## begin Task material
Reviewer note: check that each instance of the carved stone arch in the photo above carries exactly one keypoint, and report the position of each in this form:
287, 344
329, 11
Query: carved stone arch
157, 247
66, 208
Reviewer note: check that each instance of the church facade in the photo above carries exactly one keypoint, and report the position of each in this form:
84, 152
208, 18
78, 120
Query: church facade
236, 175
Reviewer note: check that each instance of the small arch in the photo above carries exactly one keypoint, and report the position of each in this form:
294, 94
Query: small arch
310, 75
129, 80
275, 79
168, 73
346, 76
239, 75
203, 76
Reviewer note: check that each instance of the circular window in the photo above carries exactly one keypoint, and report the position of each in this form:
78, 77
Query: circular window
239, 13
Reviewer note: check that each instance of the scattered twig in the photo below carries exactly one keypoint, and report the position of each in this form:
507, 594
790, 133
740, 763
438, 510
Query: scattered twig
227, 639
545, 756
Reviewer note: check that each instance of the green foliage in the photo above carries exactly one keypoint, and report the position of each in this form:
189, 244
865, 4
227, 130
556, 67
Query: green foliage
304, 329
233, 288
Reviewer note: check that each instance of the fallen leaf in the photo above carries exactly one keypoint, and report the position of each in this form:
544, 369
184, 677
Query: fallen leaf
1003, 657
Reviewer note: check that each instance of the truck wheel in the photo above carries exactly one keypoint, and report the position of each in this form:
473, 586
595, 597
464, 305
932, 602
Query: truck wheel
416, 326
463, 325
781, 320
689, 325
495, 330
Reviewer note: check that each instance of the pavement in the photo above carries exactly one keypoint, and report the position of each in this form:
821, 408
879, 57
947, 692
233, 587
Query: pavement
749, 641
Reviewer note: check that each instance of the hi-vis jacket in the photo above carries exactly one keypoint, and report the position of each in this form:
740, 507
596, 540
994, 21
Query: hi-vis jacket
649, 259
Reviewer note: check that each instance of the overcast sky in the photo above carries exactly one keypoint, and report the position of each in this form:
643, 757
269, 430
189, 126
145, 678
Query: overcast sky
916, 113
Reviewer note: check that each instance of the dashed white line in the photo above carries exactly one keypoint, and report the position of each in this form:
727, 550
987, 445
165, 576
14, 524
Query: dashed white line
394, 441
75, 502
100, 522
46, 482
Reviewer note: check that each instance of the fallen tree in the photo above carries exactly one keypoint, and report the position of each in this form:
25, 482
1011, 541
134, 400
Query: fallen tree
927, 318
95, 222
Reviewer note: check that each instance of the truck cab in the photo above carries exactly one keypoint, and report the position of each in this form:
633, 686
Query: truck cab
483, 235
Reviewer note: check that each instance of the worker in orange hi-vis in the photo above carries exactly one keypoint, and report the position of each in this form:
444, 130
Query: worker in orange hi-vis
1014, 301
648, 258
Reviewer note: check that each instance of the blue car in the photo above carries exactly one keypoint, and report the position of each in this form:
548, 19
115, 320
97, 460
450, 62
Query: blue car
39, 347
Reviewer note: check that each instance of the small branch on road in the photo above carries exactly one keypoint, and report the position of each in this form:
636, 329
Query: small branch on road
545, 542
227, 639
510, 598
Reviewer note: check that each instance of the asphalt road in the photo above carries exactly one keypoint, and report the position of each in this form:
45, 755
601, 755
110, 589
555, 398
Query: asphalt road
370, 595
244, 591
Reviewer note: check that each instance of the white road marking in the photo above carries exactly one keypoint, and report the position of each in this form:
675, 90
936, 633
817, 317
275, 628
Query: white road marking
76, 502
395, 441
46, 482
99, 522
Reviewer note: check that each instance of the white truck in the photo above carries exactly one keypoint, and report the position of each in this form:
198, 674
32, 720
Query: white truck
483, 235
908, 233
## end Task material
=== What the task asks ===
Repeat the data above exactly.

=== Response ===
Reviewer note: check that each instance of the carved stone arch in the photo above carries exactly one keypoint, and report the position of each in this form:
287, 344
329, 11
Query: carved stone arch
157, 247
66, 208
Reviewer note: check that each instance of the church facade in the photo above carries exactly one keypoint, and report the position of each in this form:
84, 152
208, 18
78, 120
Query: church facade
236, 175
Reviewer note: check that each instance of the small arch in the photo above carries exactly one keypoint, and report the position of each in this form:
294, 94
Query: small arch
310, 75
129, 80
275, 79
168, 73
346, 76
239, 75
203, 76
Reviewer note: check that each instance of the circular window in the photo above carries exactly one keypoint, and report the position of each in this form:
78, 77
Query: circular window
239, 13
Reviewer note: check that each instance of the scattered twig in the photo below carries exactly one keypoint, and report the position of each in this form:
507, 594
790, 133
740, 763
438, 510
Query: scattered twig
227, 639
545, 756
Reviewer note: check that each instance of the green foliage in the photo above carries exactly one keypoint, and report the position of each in this form:
189, 244
865, 4
227, 130
556, 67
Query: green foliage
304, 329
233, 288
Reviewer note: check that each instance of the fallen leaf in the photo above carries exactly one keypoint, and report the position of each in this form:
544, 369
184, 677
Query: fallen leaf
1003, 657
Reviewer note: check that each instance of the truck wheel in the photo above carries exactly one keypoint, and report the position of each in this form:
473, 586
595, 597
464, 305
932, 602
Query: truck wheel
416, 326
463, 325
781, 320
689, 325
495, 330
Reviewer note: check that each instance of the pavement in the photo above carries exactly one keypoint, and report the position of each in this form:
821, 408
879, 57
947, 692
233, 587
Query: pavement
749, 641
Reviewer note: check that each instance of the hi-vis jacket in the photo above carries exactly one keypoint, and report the position of each in this form:
740, 507
596, 540
994, 21
Query: hi-vis jacket
649, 259
Reviewer note: check that each instance of the overcast sky in the photo above carries exactly one keypoint, and report the position of each in this form:
643, 757
269, 430
189, 126
145, 678
Query: overcast sky
916, 113
Reviewer note: check that each instance of the dashed white line in the photo above carries exactly one keypoint, and report the position of each in this form:
727, 550
987, 445
165, 576
14, 524
Query: dashed white line
394, 441
75, 502
100, 522
46, 482
Reviewer note: check that each instance of the fallen tree in the photo above carries exactly one keypoint, and report the position of each in this form:
25, 482
1011, 541
134, 400
Query: fallen tree
927, 318
95, 222
Reviewer note: check that each instance of the truck cab in the photo above carries exactly one keypoint, and report the position of each in this form:
633, 686
Query: truck cab
483, 235
Reviewer note: check that each instance of the worker in orange hi-vis in the photo above carries exactly one keypoint, and report the position of each in this form:
444, 130
Query: worker in orange hi-vis
1014, 301
648, 258
Reviewer note: check that each instance of the blue car in the photo above carries exactly one keypoint, and report the position of each in this form:
548, 19
115, 320
97, 460
450, 62
Query: blue car
39, 347
Reviewer note: check that each instance of the small branch on road in the photo above carries exactly one keypoint, and report the position of each in this form:
636, 329
Query: small branch on road
545, 542
227, 639
510, 598
Reviewer note: check that each instance of the asphalt road in the photo above carries exactly one keypoint, and report the position of each in this form:
45, 755
601, 755
110, 589
555, 398
Query: asphalt road
370, 595
244, 591
Reviewer note: check that each instance of the white road marking in the photo above carries exactly one keypoint, and report the position of each in this form:
675, 90
936, 633
817, 317
275, 628
Query: white road marking
76, 502
395, 441
46, 482
99, 522
Reviewer note: check that each instance of the white truck in the photo above carries exactly one keypoint, and report the position of each in this form:
198, 674
32, 720
Query: white truck
483, 235
908, 233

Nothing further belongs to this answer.